### DOCUMENT SEGMENT
====

It’s easy to conclude that every generation experiences the same growing pains: adolescence into adulthood; post-college into the challenge of simultaneously navigating a family and career.
But many generational experts concede that members of Gen Z and Millennials are unique in their needs. Although a portion of older Millennials has secured a mortgage and has started families, neither of the two generations are fully rooted yet. With inflation, a rocky housing market and juggling home-work balances, the two young generations say they feel as uncertain as ever, both as customers and in the workforce.
What are the biggest sets of hurdles the two generations share?
1. Gen Z & Millennials Want Hybrid Work Environments
Gen Z and Millennials both admit they prefer a hybrid work lifestyle — primarily because it helps them save money, frees up their time to do what they care about, allows them to see their family more often, makes getting the work done easier and positively impacts their mental health.
Deloitte spoke to a conglomeration of Gen Z and Millennials for its Global 2022 Gen Z and Millennial survey. Serrava — a 25-year-old U.S. resident — was grateful for the Great Recession’s impact on the traditional workforce.
“More jobs are implementing permanent work from home options, which I think is the greatest improvement,” Serrava said. “Restoring the option to stay home and work gives people their lives back.”

====

### SUPPLIED DATA
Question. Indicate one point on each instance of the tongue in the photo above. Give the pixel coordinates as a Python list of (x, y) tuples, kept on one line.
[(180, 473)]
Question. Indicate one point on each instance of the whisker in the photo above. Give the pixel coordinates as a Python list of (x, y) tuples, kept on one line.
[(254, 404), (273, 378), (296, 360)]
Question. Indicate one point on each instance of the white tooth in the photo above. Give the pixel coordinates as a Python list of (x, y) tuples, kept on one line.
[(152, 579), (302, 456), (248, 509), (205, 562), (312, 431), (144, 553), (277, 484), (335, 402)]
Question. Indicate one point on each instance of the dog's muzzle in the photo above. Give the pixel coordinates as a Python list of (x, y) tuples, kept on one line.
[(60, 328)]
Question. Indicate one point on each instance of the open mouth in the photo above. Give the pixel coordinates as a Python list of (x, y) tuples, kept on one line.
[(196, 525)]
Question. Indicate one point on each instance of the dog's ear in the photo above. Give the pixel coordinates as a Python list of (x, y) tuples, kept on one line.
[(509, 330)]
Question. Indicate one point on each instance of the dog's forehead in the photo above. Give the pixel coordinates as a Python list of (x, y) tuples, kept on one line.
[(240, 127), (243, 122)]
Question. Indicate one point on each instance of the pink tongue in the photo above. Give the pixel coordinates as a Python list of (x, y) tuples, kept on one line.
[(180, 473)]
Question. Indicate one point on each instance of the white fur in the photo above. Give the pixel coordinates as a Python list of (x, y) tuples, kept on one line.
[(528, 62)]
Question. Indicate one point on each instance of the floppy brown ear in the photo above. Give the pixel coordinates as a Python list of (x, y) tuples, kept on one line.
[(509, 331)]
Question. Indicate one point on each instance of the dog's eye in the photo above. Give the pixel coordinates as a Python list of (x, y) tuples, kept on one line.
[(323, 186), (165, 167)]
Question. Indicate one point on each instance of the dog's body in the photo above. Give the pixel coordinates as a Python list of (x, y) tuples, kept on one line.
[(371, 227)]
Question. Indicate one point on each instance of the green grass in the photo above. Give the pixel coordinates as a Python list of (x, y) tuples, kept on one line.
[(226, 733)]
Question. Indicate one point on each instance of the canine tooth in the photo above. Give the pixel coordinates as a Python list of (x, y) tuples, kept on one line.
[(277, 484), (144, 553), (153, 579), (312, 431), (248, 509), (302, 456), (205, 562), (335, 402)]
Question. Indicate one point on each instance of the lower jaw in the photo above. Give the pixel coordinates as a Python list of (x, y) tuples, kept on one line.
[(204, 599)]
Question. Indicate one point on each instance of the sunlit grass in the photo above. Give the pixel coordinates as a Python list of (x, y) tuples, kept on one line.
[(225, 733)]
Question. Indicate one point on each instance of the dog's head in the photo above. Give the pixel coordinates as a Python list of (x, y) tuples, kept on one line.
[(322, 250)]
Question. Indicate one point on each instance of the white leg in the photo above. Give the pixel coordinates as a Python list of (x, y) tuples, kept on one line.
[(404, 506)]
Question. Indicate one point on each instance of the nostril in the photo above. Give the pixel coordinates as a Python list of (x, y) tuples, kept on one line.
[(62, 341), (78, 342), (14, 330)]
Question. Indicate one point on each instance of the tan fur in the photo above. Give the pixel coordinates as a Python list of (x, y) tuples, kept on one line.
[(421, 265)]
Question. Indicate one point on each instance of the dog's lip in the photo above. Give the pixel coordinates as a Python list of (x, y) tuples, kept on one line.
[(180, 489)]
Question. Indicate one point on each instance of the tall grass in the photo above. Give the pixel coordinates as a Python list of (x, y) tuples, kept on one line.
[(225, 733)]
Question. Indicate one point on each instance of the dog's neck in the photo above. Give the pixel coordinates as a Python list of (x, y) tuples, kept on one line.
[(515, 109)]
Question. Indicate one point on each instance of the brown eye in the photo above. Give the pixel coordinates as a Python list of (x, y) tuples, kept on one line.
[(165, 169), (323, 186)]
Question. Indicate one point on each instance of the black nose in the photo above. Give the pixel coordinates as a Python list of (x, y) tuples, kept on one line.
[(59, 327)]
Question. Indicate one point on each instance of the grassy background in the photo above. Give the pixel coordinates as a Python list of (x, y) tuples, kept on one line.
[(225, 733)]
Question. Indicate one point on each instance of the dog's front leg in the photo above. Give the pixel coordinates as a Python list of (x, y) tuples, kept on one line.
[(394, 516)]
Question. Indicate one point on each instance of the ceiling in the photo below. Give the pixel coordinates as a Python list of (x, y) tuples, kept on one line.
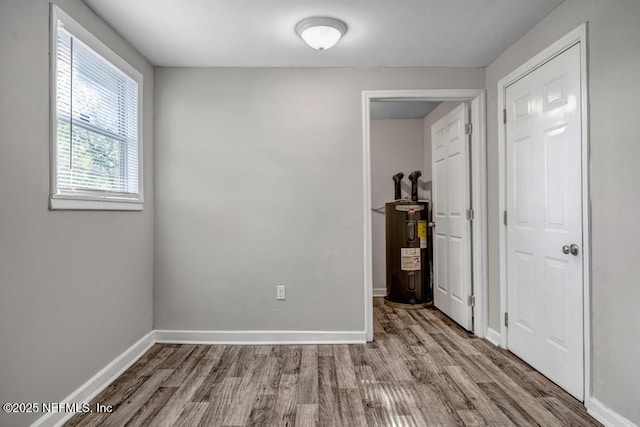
[(401, 109), (259, 33)]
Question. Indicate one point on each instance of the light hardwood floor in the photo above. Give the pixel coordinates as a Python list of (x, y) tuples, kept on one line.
[(421, 370)]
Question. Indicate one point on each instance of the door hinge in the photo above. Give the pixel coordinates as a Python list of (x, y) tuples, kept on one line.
[(470, 214)]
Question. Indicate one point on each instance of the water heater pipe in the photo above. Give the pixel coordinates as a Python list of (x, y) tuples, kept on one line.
[(397, 180), (413, 177)]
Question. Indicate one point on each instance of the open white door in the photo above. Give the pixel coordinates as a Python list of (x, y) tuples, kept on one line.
[(544, 222), (451, 224)]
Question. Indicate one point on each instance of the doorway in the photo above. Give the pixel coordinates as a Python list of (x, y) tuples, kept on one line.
[(544, 238), (477, 154)]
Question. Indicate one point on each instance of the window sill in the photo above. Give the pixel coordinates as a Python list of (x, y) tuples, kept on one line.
[(95, 205)]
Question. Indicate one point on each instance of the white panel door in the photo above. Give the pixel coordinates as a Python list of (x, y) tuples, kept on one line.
[(452, 231), (544, 208)]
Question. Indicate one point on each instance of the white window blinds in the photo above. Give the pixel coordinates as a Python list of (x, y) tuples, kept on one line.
[(96, 139)]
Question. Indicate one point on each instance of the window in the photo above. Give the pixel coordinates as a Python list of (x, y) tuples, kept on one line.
[(96, 125)]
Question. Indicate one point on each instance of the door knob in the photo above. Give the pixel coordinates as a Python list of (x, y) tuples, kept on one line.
[(570, 249)]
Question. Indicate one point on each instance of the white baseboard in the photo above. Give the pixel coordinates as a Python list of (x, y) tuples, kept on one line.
[(113, 370), (606, 415), (99, 381), (379, 292), (493, 337), (260, 337)]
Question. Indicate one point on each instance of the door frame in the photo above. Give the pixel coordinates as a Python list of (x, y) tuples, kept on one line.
[(577, 36), (479, 272)]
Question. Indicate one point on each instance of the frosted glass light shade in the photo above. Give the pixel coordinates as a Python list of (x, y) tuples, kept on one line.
[(321, 33)]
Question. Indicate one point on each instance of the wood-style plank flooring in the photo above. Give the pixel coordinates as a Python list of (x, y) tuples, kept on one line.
[(421, 370)]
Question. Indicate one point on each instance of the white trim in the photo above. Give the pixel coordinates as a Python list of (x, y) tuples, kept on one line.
[(477, 98), (493, 337), (99, 381), (480, 274), (260, 337), (379, 292), (84, 35), (577, 36), (94, 205), (606, 415)]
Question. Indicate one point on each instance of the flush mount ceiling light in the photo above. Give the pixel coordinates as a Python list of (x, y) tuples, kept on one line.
[(321, 33)]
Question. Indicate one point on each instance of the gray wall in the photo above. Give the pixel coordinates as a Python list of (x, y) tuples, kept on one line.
[(396, 146), (260, 178), (61, 324), (614, 67)]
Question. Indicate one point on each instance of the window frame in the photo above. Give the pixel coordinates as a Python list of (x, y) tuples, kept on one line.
[(89, 200)]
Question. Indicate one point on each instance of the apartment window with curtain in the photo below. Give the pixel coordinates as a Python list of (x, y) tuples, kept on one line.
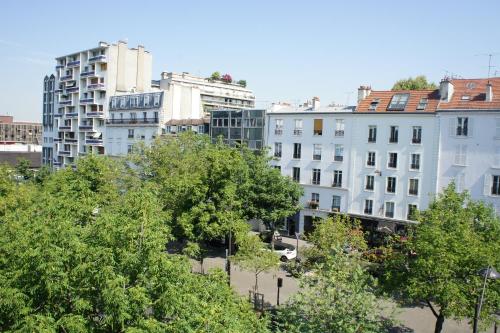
[(337, 178), (297, 150), (316, 180), (394, 134), (318, 127), (317, 152), (296, 174), (372, 133)]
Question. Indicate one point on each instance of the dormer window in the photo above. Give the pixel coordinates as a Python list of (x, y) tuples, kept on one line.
[(422, 104), (374, 104), (398, 102)]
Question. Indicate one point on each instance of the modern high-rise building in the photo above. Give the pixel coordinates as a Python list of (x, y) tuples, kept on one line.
[(84, 81)]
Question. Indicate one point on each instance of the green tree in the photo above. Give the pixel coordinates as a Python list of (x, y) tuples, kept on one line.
[(339, 295), (88, 254), (215, 76), (254, 257), (439, 264), (269, 196), (416, 83)]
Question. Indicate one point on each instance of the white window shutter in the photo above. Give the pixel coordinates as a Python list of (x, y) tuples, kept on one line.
[(487, 184), (452, 129)]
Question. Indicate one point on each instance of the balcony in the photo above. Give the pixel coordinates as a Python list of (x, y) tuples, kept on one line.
[(66, 78), (99, 58), (87, 100), (87, 74), (130, 121), (96, 86), (87, 128), (73, 63), (94, 142), (95, 114)]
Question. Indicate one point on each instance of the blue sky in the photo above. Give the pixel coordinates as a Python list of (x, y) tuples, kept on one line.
[(286, 50)]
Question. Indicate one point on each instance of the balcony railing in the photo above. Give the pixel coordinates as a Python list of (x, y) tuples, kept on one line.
[(87, 100), (132, 121), (96, 142), (87, 73), (73, 63), (95, 114), (95, 86), (99, 58)]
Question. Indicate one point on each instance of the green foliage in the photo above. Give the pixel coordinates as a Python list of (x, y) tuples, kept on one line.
[(417, 83), (254, 257), (439, 264), (215, 76), (338, 295), (86, 252)]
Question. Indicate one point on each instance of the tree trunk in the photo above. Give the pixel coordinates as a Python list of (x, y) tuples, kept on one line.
[(439, 323)]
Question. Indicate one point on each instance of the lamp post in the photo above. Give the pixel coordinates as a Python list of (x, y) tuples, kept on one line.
[(487, 273)]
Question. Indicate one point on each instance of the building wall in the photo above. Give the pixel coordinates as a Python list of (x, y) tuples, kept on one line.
[(481, 160)]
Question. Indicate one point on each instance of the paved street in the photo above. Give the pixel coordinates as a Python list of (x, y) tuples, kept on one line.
[(414, 319)]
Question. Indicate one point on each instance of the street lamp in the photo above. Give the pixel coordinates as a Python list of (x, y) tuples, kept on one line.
[(487, 273)]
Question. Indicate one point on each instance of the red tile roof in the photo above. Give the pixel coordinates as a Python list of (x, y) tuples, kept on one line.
[(385, 97), (476, 90)]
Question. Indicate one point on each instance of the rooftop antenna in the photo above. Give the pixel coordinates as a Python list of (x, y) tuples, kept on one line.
[(490, 55)]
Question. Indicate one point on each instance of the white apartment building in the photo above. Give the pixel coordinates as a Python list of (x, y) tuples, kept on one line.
[(469, 121), (84, 81)]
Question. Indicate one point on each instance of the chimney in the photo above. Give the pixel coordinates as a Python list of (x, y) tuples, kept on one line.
[(316, 103), (445, 89), (489, 92), (364, 92)]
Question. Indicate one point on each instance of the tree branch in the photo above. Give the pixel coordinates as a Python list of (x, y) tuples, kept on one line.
[(432, 309)]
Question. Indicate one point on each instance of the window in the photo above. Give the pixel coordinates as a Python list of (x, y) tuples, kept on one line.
[(391, 185), (368, 206), (413, 186), (339, 153), (398, 102), (461, 155), (298, 127), (415, 162), (370, 160), (318, 127), (495, 186), (374, 104), (462, 128), (339, 127), (393, 135), (296, 174), (316, 177), (416, 135), (389, 209), (279, 127), (412, 210), (317, 152), (336, 199), (337, 178), (393, 161), (370, 183), (372, 133), (422, 104), (277, 149), (297, 150)]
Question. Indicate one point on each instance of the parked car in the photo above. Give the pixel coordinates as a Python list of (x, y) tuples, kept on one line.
[(284, 251)]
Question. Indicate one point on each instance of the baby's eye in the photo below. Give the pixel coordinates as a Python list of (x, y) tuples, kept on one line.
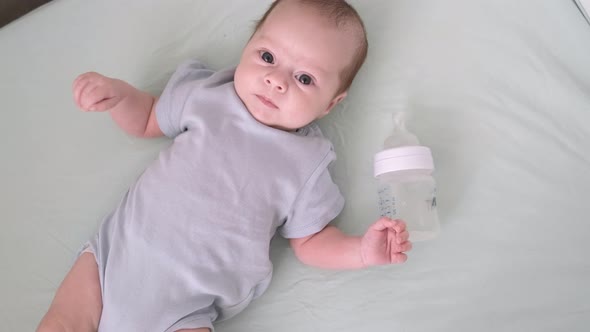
[(305, 79), (267, 57)]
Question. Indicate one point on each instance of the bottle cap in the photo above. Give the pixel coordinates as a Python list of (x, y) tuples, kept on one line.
[(402, 159)]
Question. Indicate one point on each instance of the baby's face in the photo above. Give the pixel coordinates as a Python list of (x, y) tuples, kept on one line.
[(289, 71)]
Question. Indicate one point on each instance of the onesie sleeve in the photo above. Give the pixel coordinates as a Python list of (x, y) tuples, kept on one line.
[(171, 105), (318, 203)]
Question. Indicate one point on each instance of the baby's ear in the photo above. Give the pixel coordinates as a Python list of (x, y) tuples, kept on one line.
[(335, 102)]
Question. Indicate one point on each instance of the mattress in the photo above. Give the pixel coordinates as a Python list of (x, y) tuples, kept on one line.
[(498, 89)]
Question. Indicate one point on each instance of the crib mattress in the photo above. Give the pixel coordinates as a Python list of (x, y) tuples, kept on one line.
[(498, 89)]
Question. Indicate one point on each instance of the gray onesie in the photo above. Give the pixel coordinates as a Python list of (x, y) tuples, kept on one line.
[(189, 242)]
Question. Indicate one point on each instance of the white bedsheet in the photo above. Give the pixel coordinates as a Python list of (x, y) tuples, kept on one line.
[(499, 89)]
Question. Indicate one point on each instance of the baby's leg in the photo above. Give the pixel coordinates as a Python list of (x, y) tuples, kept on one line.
[(78, 302)]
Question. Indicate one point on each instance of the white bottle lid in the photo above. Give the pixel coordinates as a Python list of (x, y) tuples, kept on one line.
[(402, 159)]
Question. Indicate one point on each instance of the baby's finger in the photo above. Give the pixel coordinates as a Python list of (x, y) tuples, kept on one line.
[(399, 225), (79, 85), (402, 237), (397, 258), (403, 247)]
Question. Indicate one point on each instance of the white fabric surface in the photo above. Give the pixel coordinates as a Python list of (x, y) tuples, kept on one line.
[(499, 89)]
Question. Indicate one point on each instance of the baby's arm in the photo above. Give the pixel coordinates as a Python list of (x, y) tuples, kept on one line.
[(131, 109), (384, 243)]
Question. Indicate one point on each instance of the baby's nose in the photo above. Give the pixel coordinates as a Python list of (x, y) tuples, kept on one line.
[(276, 81)]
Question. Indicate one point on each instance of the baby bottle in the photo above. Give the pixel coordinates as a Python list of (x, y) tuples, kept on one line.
[(407, 189)]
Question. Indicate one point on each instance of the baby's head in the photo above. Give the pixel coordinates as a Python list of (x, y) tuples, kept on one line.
[(300, 61)]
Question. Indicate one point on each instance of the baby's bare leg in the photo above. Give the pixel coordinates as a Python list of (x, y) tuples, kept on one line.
[(78, 302)]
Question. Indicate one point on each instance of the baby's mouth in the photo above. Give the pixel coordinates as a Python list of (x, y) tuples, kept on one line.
[(267, 102)]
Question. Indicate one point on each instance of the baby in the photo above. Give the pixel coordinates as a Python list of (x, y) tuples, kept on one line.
[(189, 243)]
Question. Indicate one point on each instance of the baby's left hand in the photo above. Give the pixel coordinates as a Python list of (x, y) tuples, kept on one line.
[(385, 243)]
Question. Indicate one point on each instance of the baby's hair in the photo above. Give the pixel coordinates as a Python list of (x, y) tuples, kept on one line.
[(344, 16)]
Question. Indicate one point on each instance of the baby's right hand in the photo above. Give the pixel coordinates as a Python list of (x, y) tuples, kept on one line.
[(95, 92)]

====

### WHAT YOU NEED TO DO
Determine whether each statement below agrees with the article on Gen Z and Millennials. Answer yes or no for each, quoting the words from the article that decide it.
1. Deloitte's survey of Gen Z and Millennials was its 2022 edition.
2. Both generations are described as fully rooted.
3. Serrava is a 30-year-old resident of Canada.

### TASK SOLUTION
1. Yes: "for its Global 2022 Gen Z and Millennial survey."
2. No: "neither of the two generations are fully rooted yet."
3. No: "a 25-year-old U.S. resident."